Saved entries

________________________________________

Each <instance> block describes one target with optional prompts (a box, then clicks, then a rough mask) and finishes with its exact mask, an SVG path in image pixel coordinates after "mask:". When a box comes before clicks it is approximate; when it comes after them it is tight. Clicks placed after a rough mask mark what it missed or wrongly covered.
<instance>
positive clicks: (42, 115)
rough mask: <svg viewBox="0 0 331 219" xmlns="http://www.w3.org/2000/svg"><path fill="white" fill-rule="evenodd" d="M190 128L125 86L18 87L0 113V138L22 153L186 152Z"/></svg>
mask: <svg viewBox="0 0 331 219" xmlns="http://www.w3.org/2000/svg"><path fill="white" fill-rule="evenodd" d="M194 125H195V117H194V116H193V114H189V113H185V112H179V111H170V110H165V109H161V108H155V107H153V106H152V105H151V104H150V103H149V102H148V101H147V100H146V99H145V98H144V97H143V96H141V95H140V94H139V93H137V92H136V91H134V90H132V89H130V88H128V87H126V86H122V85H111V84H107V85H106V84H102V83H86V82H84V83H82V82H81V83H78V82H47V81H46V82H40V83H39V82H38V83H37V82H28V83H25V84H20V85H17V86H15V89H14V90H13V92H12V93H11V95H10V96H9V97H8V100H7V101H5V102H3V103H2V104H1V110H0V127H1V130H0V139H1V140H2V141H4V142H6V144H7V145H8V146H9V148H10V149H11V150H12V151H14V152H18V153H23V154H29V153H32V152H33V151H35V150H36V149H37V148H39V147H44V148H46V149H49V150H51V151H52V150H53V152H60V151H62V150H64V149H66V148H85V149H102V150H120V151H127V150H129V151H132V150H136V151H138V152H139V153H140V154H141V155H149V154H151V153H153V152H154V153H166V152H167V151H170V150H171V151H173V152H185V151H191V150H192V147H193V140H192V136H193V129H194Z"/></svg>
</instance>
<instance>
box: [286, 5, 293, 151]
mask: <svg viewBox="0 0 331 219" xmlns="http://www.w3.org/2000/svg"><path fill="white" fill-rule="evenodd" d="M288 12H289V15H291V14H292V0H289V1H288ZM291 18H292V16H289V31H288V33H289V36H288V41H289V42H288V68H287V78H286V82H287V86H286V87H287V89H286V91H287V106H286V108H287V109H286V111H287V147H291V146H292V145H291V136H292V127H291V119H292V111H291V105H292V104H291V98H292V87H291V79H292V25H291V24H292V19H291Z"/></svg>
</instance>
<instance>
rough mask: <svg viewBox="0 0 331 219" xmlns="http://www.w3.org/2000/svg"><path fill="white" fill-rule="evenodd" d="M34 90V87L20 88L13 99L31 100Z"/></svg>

________________________________________

Exercise aim:
Among the lines above, find those carrying the word "clicks" and copy them out.

Task answer:
Each <instance> block describes one target with optional prompts (a box, then clicks, then a rough mask) and finishes with its exact mask, an SVG path in image pixel coordinates after "mask:". When a box comes before clicks it is approximate; when it comes after them it is tight. Clicks placed after a rough mask mark what it missed or wrongly covered.
positive clicks: (42, 115)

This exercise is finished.